It just feels more natural to my style of ridding.
Especially second half of the turn I feel definitive difference.
This is how I left my review in the end of January.
Since that time the UFC was my primary board for season.
I was able to ride it in possibly all conditions.
I am very happy that I chose the shortest version.
It is long enough to carve slopes at resorts I am ridding and very manageable off piste. You can turn it on the dime between moguls and trees.
I can just image how fast longer versions go and how much room you need to get full enjoyment out of the longer boards.
In the end about top sheet.
Combination metal and carbon inserts is very elegant, but I must say also sensitive to behavior of idiots on the slopes.
It attracts them like **** flies.
The board is scratched all over after the winter.
I will try to polished scratches off and spray the board with a clear coat.
I think John nailed it with his name “dual purpose board”.
I noticed interesting fact.
When you carve the board really wants to be ridden fast and aggressively and it does not tolerate rider’s mistakes.
In the off piste situations you can ride it incredibly slowly and it does exactly what you want.
I can say with this board you will have covered all possible conditions what you can encounter.
How many times I went to hills beating myself in the head, why I did not take another board.
UFC will take care about it. Last week I was able to go thru various conditions during one run, start with couple EC turns, hit field of windblown fresh snow, trees with soft moguls and icy moguls in the end and board just go thru everything.
I definitely want 156cm UFR.
In the end I must say that more traditional elliptical symmetrical side cut without taper feels much more natural to my ridding.
What they say about an old dog and new Experienced and aggressive riders will benefit at most.
##########
Goal of the exercise: Reproduce the snowboard review from "Since that time" up to and including "the shortest version.". The data after the review is separate material and has no connection to it.

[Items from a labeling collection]
##########
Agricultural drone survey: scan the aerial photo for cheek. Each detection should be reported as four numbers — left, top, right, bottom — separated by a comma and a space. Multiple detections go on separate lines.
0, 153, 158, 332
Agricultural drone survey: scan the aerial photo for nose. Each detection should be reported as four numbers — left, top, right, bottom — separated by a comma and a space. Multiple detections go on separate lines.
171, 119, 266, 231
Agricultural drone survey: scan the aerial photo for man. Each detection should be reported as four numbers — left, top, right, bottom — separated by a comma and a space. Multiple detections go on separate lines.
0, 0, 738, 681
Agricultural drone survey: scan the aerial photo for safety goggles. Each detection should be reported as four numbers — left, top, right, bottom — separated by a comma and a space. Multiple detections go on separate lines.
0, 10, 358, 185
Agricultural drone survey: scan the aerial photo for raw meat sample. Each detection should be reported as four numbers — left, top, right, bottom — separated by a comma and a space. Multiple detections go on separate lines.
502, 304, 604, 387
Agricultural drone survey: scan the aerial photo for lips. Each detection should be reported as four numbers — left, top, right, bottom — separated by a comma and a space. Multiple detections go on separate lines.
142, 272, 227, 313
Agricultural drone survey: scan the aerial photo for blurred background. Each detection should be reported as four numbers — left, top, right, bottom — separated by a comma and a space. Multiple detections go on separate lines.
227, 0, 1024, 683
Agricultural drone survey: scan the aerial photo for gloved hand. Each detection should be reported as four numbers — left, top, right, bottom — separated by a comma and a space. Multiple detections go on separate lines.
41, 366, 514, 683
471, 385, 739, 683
##########
Reply:
Since that time the UFC was my primary board for season.
I was able to ride it in possibly all conditions.
I am very happy that I chose the shortest version.